[Start of INPUT]

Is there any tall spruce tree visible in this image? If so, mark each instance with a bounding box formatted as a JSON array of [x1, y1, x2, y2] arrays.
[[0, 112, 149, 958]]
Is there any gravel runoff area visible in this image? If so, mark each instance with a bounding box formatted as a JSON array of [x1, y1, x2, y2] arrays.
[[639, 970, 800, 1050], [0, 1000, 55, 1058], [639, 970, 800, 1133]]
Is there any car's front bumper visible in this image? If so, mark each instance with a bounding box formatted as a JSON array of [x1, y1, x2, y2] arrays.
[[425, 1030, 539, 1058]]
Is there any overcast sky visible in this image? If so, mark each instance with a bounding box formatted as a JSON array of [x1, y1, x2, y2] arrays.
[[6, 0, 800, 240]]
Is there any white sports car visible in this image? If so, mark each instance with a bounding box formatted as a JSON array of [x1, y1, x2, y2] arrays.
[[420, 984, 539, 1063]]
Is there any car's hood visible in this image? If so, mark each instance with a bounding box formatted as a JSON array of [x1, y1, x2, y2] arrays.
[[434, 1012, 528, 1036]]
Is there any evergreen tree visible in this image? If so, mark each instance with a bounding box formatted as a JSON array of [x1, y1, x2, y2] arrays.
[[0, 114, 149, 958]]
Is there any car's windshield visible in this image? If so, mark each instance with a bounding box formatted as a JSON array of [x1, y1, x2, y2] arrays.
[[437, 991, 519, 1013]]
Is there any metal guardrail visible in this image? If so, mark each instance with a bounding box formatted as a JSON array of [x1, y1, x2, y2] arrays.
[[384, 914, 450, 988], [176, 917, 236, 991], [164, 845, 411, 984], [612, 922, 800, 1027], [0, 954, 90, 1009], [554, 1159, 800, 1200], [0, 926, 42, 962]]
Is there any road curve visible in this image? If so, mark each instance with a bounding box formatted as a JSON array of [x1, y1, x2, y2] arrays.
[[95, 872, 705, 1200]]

[End of INPUT]

WHAT NEEDS TO BE DONE: Go through the records above and retype each one exactly.

RESULT OF THE EXERCISE:
Is there any tall spruce tree visible in this image? If so, mark each instance with a bounding box formatted as a JSON array of [x1, y1, x2, y2] arrays.
[[0, 112, 149, 958]]
Is there any gravel runoff area visible in this image? If so, mark each instance with a bounding box formatted as a JSON array of [x1, y1, x2, y2] arrays.
[[639, 970, 800, 1050], [0, 1000, 55, 1058], [639, 970, 800, 1133]]
Is there any car's front bumper visible in this image? If so, mark each instance with a bounding box formatted as a JSON array of [x1, y1, x2, y2] arrays.
[[425, 1030, 539, 1058]]
Is there any overcast sky visible in this image? If so, mark each instance with a bounding box formatted as a JSON array of [x1, y1, x2, y2] arrays.
[[6, 0, 800, 240]]
Is there any white sports car visible in this image? If so, mark each instance with a bounding box formatted as a JSON array of [x1, y1, x2, y2] arrays.
[[420, 984, 539, 1063]]
Is there any car's hood visible in this image? If so, mark each instance with a bounding box formatted as a JSON array of [x1, y1, x2, y2] arrays.
[[434, 1012, 528, 1036]]
Is there any evergreen tree visible in this image? If so, mark each instance with a bounding box formatted as a JSON array of [x1, y1, x2, y2] arrays.
[[0, 114, 149, 958]]
Is there any car's windshield visible in this image? If so, mark each instance with a bounding box formatted as a JSON array of [x1, y1, x2, y2] arrays.
[[437, 991, 519, 1013]]
Is there any metal guardrail visible in this image? If so, mark each instance with a bounding box formatted as a JSON array of [x1, y1, x2, y2] arrays.
[[384, 914, 450, 988], [176, 917, 236, 991], [164, 845, 411, 984], [612, 922, 800, 1027], [0, 954, 90, 1009], [554, 1159, 800, 1200], [0, 926, 42, 962]]
Is there any road curve visible in this image? If so, mark each instance with a bounding box formatted as a JSON array of [x1, y1, x2, y2] arrays.
[[95, 872, 705, 1200]]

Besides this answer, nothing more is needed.